** BEGIN INFORMATION SUPPLIED **

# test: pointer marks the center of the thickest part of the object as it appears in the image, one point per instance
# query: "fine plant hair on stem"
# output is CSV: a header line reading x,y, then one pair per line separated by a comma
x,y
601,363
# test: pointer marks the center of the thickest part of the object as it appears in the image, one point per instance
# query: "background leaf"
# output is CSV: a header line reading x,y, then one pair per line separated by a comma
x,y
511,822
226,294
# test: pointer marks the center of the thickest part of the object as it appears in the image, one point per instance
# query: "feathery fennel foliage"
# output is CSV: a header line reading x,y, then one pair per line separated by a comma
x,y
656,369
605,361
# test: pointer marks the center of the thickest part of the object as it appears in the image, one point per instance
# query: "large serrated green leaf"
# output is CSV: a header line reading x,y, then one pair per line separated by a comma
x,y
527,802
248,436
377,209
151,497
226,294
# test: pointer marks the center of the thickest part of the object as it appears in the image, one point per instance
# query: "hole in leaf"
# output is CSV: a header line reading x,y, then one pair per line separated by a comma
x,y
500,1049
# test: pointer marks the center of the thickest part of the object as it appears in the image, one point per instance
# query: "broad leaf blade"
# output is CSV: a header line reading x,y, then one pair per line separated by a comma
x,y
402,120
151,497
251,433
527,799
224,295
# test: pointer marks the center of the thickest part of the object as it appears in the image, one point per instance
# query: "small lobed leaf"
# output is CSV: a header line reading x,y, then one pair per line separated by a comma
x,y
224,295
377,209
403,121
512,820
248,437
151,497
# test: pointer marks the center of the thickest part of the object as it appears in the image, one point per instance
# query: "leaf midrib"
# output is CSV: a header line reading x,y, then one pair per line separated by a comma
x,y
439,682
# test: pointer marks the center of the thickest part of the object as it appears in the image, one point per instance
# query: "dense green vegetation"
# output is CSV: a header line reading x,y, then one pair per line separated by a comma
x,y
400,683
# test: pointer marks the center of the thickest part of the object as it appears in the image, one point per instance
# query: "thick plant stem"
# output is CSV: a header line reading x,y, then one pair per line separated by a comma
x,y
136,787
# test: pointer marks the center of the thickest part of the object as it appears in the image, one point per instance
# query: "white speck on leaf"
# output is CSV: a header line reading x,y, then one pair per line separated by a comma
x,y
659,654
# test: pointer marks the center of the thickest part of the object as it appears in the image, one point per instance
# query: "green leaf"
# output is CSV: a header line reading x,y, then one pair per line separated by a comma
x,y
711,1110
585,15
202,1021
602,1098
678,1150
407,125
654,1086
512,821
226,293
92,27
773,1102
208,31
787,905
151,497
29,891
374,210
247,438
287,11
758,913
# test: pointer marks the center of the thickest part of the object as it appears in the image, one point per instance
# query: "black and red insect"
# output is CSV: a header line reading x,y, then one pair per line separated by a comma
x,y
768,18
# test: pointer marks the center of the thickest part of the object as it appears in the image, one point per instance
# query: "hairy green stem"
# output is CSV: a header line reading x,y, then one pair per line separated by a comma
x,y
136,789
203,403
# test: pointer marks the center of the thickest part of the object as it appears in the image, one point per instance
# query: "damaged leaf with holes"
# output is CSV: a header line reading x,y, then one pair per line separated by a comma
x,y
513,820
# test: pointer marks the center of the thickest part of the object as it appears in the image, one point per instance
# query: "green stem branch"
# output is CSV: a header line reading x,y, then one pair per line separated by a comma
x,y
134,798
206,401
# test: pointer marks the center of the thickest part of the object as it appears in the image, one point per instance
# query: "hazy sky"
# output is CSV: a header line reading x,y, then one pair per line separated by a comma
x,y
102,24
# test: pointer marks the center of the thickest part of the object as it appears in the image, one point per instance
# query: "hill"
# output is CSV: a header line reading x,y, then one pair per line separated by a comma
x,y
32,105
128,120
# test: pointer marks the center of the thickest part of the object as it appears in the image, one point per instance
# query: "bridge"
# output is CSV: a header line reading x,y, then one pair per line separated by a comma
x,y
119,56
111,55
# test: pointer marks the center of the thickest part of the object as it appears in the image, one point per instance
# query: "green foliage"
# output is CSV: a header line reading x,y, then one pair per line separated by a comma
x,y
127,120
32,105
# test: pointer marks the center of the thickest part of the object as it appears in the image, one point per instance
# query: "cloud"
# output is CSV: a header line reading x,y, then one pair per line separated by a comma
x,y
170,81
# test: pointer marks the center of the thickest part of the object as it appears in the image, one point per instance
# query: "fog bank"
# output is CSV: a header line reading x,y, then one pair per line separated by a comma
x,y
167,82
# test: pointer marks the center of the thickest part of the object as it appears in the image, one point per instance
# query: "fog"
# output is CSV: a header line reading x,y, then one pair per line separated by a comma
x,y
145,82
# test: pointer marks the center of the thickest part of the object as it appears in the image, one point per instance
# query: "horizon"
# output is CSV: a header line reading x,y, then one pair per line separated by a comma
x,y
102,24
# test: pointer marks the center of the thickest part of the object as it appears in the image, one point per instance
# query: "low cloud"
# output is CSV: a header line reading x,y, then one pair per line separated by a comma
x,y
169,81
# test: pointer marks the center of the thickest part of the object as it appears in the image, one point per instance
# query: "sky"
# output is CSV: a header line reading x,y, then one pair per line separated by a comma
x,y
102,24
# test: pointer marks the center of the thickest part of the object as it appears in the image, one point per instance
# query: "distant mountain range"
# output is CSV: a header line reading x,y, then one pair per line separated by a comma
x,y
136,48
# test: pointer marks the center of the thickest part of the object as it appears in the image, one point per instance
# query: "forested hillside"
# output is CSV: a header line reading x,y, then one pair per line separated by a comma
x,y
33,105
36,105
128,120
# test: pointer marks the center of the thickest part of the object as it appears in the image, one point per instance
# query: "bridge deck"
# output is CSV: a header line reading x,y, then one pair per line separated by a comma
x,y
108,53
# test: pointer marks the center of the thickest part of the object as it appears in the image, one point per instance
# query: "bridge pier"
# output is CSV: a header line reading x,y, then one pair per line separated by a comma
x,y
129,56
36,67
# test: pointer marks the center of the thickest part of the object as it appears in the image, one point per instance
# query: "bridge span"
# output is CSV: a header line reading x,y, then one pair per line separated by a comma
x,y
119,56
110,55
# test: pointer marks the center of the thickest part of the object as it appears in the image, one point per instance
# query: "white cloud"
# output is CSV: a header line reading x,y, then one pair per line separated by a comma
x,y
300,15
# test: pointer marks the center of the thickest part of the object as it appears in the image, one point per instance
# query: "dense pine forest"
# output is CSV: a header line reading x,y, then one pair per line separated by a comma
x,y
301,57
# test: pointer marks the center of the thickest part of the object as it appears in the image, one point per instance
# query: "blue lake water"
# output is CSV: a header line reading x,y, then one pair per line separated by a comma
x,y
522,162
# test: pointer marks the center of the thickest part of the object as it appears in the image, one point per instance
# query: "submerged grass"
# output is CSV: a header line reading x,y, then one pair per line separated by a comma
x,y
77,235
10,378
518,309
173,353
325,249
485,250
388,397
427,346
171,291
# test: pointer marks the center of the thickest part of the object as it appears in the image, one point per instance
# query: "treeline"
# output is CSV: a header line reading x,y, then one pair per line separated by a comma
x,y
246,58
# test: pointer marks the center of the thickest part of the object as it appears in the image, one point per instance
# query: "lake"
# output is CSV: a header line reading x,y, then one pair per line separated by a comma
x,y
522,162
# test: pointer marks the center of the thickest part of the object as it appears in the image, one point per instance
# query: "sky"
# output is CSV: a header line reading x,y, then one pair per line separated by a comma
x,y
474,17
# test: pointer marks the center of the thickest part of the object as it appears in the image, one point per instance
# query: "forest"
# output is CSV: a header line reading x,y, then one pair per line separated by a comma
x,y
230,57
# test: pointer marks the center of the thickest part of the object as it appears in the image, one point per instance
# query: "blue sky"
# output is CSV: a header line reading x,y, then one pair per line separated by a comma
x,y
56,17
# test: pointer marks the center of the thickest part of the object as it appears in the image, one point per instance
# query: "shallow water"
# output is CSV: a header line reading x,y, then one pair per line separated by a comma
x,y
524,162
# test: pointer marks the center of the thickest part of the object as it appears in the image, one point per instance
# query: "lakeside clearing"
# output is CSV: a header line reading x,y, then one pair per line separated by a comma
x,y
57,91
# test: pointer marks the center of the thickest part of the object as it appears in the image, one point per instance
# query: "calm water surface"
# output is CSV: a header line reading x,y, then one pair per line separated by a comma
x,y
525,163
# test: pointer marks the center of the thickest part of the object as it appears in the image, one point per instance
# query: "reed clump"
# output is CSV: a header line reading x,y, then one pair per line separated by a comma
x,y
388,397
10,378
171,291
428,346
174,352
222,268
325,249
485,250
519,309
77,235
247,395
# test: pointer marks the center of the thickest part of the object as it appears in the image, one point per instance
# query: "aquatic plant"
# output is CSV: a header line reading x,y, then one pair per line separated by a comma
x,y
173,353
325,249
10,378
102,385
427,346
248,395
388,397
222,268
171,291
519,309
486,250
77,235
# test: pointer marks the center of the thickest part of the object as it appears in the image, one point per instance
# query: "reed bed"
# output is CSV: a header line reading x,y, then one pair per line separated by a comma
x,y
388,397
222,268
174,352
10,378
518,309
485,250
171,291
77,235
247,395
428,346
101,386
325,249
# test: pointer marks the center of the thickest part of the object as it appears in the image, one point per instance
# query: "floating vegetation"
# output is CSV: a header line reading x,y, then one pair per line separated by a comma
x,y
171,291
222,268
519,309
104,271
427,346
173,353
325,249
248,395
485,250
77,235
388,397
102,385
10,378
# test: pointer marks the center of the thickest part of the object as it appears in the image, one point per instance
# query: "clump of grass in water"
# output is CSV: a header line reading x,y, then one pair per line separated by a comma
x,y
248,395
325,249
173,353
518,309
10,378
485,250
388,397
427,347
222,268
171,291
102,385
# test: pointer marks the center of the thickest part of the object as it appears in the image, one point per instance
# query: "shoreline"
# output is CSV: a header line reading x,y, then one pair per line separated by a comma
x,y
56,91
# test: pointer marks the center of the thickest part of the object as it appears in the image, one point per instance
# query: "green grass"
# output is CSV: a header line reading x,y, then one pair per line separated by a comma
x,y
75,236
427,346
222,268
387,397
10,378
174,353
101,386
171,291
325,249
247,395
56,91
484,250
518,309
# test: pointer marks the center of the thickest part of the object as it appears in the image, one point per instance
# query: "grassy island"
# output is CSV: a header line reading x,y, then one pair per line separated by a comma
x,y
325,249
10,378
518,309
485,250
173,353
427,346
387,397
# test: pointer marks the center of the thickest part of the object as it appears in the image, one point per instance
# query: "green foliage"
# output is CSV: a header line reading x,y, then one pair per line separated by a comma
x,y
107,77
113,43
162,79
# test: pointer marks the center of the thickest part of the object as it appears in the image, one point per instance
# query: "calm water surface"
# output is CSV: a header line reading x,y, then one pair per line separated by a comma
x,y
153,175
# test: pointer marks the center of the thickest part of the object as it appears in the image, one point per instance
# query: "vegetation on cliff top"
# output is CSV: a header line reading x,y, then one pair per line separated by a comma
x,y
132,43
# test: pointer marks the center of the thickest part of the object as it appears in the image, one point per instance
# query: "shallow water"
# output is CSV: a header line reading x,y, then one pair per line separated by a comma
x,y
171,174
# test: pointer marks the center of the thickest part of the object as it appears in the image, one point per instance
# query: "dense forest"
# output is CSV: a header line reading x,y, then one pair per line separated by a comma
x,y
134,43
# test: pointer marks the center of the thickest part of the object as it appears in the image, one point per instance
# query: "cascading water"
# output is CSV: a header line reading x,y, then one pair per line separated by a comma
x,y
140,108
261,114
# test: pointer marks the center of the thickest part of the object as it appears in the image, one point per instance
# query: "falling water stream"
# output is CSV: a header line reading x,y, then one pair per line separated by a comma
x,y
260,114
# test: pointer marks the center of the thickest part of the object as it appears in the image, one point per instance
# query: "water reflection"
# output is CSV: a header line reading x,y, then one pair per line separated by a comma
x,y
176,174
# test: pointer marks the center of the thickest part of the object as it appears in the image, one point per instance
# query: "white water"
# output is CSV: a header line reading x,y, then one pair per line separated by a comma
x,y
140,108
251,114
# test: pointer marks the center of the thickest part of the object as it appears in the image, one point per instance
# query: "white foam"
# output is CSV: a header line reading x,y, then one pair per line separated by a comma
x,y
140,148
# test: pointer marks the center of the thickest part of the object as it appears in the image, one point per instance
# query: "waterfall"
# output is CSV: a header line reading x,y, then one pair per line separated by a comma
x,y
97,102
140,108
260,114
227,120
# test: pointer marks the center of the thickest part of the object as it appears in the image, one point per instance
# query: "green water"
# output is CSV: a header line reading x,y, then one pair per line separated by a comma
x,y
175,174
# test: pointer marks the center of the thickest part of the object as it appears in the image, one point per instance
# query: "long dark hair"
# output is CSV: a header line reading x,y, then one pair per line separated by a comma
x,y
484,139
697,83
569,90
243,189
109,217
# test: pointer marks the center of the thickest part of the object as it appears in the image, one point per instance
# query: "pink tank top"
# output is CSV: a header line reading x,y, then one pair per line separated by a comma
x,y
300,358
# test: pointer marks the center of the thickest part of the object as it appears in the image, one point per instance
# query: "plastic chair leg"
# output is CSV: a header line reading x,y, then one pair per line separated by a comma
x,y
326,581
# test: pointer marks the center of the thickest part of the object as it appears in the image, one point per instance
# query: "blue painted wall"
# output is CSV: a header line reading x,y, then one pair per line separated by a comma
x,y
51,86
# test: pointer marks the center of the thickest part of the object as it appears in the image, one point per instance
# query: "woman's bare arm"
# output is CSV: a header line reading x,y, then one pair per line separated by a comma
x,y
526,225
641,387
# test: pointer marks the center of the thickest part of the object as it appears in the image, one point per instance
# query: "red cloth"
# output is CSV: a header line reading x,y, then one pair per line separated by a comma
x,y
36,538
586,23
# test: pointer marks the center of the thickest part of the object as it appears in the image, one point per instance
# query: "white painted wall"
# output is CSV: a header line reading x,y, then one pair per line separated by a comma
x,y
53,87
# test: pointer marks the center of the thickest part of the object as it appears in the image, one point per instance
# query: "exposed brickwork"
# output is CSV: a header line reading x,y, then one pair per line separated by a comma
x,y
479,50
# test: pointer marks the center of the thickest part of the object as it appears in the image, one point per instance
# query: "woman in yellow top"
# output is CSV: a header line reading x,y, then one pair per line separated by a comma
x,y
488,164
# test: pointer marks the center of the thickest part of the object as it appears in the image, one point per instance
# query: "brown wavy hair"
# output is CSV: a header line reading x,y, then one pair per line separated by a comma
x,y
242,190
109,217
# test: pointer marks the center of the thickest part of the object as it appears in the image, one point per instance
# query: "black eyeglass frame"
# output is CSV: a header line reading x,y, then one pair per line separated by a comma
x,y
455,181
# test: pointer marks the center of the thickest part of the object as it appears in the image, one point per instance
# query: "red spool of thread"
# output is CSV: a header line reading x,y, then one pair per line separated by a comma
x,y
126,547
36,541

** END INFORMATION SUPPLIED **

• DIRECTIVE: Count the lines in the items that contain the string "bridge", and give only the number.

• RESULT: 4